# Bonfires



## Nik-S3 (Nov 6, 2002)

Yeah, thats the last thing I need on the last mile of my run, is to breathe in your burning waste you ignorant fucking wankers

[smiley=furious3.gif]


----------



## vernan (May 27, 2002)

Absolutely right. Was thinking that yesterday.

"Ooh, it's a nice day - first of the year. I know what, I'll burn everything in sight and make things unpleasant for everyone else". Is it only old people who have bonfires BTW?


----------



## raven (May 7, 2002)

Thought exactly the same on Sunday. My wife and I were walking into Putney, and thought it was getting hazy etc, and then breathed in a lung-full of the stuff. I think they were burning leaves or something, and it was one of those bonfires where there are no flames, just thick smoke. Tossers.

I thought that it was banned in London. :-/


----------



## Dotti (Mar 9, 2003)

I thought all fires were illegal during the day until 7pm! After this time your allowed I thought but maybe I am wrong :-/


----------



## Nik-S3 (Nov 6, 2002)

I have no idea what the law is to be honest, I had an inkling it was just illegal full stop

Why people cant take their rubbish to the dump like everyone else, and not insist on burning it causing discomfort for anyone in the vicinity infuriates me

[smiley=furious3.gif]

Vernan,

Old people and pikeys I think mate ! ;D


----------



## Guy (May 13, 2002)

> Yeah, thats the last thing I need on the last mile of my run, is to breathe in your burning waste you ignorant fucking wankers


Just how dare you use up my O2 by running. This is a wholly unnessary waste of Earth's valuable resources. If you feel you are getting overweight when not running you should stand by my burning rubbish and just let the fat melt away.
========================================
SHORT TASK A = Print the section of the bonfires thread that begins at the words "Absolutely right. Was" and ends after the words "(May 7, 2002)".
========================================
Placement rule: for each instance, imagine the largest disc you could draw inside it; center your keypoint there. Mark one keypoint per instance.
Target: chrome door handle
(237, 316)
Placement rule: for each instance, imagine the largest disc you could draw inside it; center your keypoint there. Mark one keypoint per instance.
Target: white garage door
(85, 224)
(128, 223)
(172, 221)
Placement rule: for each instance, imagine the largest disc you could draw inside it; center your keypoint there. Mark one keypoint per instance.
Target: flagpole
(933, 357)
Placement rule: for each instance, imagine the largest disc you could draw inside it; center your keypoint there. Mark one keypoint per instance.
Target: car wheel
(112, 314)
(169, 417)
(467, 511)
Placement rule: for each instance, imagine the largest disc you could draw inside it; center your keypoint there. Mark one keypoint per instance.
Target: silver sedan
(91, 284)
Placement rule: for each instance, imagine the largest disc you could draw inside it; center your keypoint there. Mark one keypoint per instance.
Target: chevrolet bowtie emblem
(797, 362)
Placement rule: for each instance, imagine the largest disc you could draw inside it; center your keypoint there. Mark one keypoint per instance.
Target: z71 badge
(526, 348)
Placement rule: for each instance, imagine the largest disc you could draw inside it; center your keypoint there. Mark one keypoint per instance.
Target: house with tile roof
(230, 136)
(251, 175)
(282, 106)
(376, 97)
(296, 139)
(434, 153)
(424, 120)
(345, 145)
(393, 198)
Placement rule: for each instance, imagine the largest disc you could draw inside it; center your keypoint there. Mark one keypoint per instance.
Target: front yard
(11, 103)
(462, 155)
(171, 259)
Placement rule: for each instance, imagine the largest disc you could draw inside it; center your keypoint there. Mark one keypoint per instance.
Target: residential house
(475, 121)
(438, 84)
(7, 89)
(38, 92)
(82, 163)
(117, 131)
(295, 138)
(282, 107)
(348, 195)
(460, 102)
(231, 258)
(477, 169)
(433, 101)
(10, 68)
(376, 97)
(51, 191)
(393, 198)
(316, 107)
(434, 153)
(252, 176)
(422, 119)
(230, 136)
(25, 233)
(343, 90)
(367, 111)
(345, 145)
========================================
SHORT TASK B = Collect every line of the rows that contains the word "house".

WORKED SOLUTION A =
Absolutely right. Was thinking that yesterday.

"Ooh, it's a nice day - first of the year. I know what, I'll burn everything in sight and make things unpleasant for everyone else". Is it only old people who have bonfires BTW?


----------



## raven (May 7, 2002)

WORKED SOLUTION B =
Target: house with tile roof
Target: residential house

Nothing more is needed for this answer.